Geben Sie aus dem Textauszug zur MIT-Studie über Deepfakes den Abschnitt wortgetreu wieder, der mit „Höhere Glaubhaftigkeit führt“ beginnt und sich bis einschließlich „verschiedene Gruppen ein.“ erstreckt.

**Textauszug**:
● ● ● ● ●

Einer Studie des MIT zufolge haben Deepfake-Videos im Vergleich zu Fake-Texten nur eine minimal höhere Wahrscheinlichkeit, menschliches Verhalten und politische Ansichten zu beeinflussen.
Audio- und Video-Deepfakes sind ein Symptom des rasanten Fortschritts bei synthetischen Medien generiert mit Künstlicher Intelligenz. Häufig wird ihr Risikopotenzial beschrieben, etwa für Betrugsdelikte, sogar bei Banküberfällen, Falschinformationen und bei sexuellem Missbrauch.
Zumindest bei Betrug und Manipulation im politischen Kontext gibt die Studie „The (minimal) persuasive advantage of political video over text“ des Massachusetts Institute of Technology (MIT) jetzt eine gewisse Entwarnung.
In ihrer Arbeit untersuchten die Forschenden, ob manipulierte Videoclips stärkere Auswirkungen auf Menschen haben als textbasierte Fake-News-Aussagen. Das Ergebnis widerlegt bisherige Annahmen, dass Videos als Informationsquelle weitaus überzeugender sind als Texte.
Höhere Glaubhaftigkeit führt nicht automatisch zu stärkerer Manipulation
Mit mehr als 7500 Proband:innen aus unterschiedlichen Regionen der USA ist die MIT-Untersuchung die bislang umfangreichste Studie zum Meinungsbildungspotenzial von Deepfakes. In einem Experiment teilten die Forschenden die Teilnehmenden in drei verschiedene Gruppen ein.

● ● ● ● ●

**Angaben**:

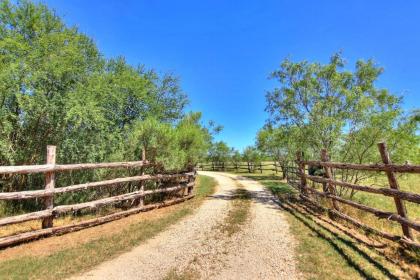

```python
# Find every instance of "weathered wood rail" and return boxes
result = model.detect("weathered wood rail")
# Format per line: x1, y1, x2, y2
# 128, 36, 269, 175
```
287, 143, 420, 248
0, 146, 196, 248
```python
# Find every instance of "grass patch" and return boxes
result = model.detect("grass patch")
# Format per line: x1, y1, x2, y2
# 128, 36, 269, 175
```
163, 269, 200, 280
220, 188, 251, 236
236, 174, 415, 279
0, 176, 216, 279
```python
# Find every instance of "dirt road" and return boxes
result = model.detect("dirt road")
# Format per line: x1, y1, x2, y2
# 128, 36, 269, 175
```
73, 172, 300, 279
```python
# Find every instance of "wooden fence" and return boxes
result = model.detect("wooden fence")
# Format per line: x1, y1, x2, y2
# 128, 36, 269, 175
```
0, 146, 196, 248
294, 143, 420, 248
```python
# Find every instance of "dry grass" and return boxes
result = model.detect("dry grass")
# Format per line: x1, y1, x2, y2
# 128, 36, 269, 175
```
219, 186, 251, 236
238, 173, 420, 279
0, 176, 216, 279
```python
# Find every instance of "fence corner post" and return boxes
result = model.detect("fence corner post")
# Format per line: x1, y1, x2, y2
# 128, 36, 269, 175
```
296, 151, 307, 196
378, 142, 413, 239
42, 145, 56, 228
321, 148, 340, 210
140, 147, 146, 207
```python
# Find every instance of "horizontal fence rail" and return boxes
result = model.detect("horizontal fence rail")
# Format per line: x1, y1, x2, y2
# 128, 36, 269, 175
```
0, 146, 196, 248
294, 143, 420, 248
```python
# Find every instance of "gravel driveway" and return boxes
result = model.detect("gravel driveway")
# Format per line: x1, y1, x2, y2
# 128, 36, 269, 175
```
73, 172, 301, 279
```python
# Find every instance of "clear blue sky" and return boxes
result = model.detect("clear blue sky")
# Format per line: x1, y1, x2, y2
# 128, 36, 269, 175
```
42, 0, 420, 149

● ● ● ● ●

**Lösung**:
Höhere Glaubhaftigkeit führt nicht automatisch zu stärkerer Manipulation
Mit mehr als 7500 Proband:innen aus unterschiedlichen Regionen der USA ist die MIT-Untersuchung die bislang umfangreichste Studie zum Meinungsbildungspotenzial von Deepfakes. In einem Experiment teilten die Forschenden die Teilnehmenden in drei verschiedene Gruppen ein.